• [Do this]: Continue the text about Harmony Hammond's exhibition from the point where it stops.

• [Extract]:
━━━━━━━━━━━━━━━━
March 3, 2019 to September 15, 2019 | Lobby, Screening Room, Ramp, Project Space

Harmony Hammond: Material Witness, Five Decades of Art

Spanning almost fifty years, 1971 to 2018, the exhibition will bring together her earliest painted sculptures and sculpted paintings, mixed-media and monumental “installational” paintings of the 1980’s and 1990’s, and recent thickly painted “near monochromes,” as well as works on paper, ephemera, and publications. Harmony Hammond: Material Witness, Five Decades of Art will be on view at The Aldrich from March 3 to September 15, 2019.

For five decades, Hammond has created an inimitable approach that unites Minimalist and Postminimalist concerns—the grid, repetition, an engagement with materials, process, and site-activation—with feminist art strategies. In doing so, she recovers marginalized craft traditions that combine abstraction with a wide cast of materials: those that are scavenged and imbued with redolent stories like fabric, burlap, rope, straw, leaves, roots, pine needles, dirt, hair, blood, bone, linoleum, metal roofing, burnt wood, and grommets; and those that are traditional such as oil and acrylic paint, graphite, watercolor, latex rubber, and bronze. Through her use of primarily additive and connective processes, Hammond has created a network of meaning that “presences the body.” Her surfaces are expressive, skins endowed with fleshly textures, marks, and appendages. They exude a toughness, an imperative energy, predicated on performative muscular procedures of production such as ripping, tying, wrapping, binding, braiding, puncturing, strapping, and patching, resulting in surfaces and forms infused with social implications.
━━━━━━━━━━━━━━━━
• [Data section]:
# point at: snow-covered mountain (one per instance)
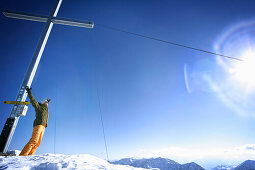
━━━━━━━━━━━━━━━━
• [Exercise response]:
Harmony Hammond (b. 1944) was a prominent figure in the development of the feminist art movement in New York in the early 1970s. Besides her being a co-founder of A.I.R. and the journal HERESIES: A Feminist Publication of Art & Politics (1976), she is the author of Wrappings: Essays on Feminism, Art, and the Martial Arts (TSL Press, 1984), considered to be a seminal publication of 1970s feminist art; her groundbreaking book Lesbian Art in America: A Contemporary History (Rizzoli, 2000) received a Lambda Literary Award. Hammond attended the University of Minnesota from 1963 to 1967, and moved to New York City in 1969. Since 1984, she has lived and worked in New Mexico, teaching at the University of Arizona, Tucson, from 1989 to 2006. In 2013, Hammond was honored with the College Art Association’s Distinguished Feminist Award. Her work has been exhibited at institutions nationally and internationally.

A full-color scholarly publication, with an essay by Amy Smith-Stewart, will be available during the exhibition. This book will be the first hardcover monograph of Hammond’s work.

Harmony Hammond: Material Witness, Five Decades of Art will be traveling to the Sarasota Art Museum where it will be on view October 16, 2020 through November 15, 2020.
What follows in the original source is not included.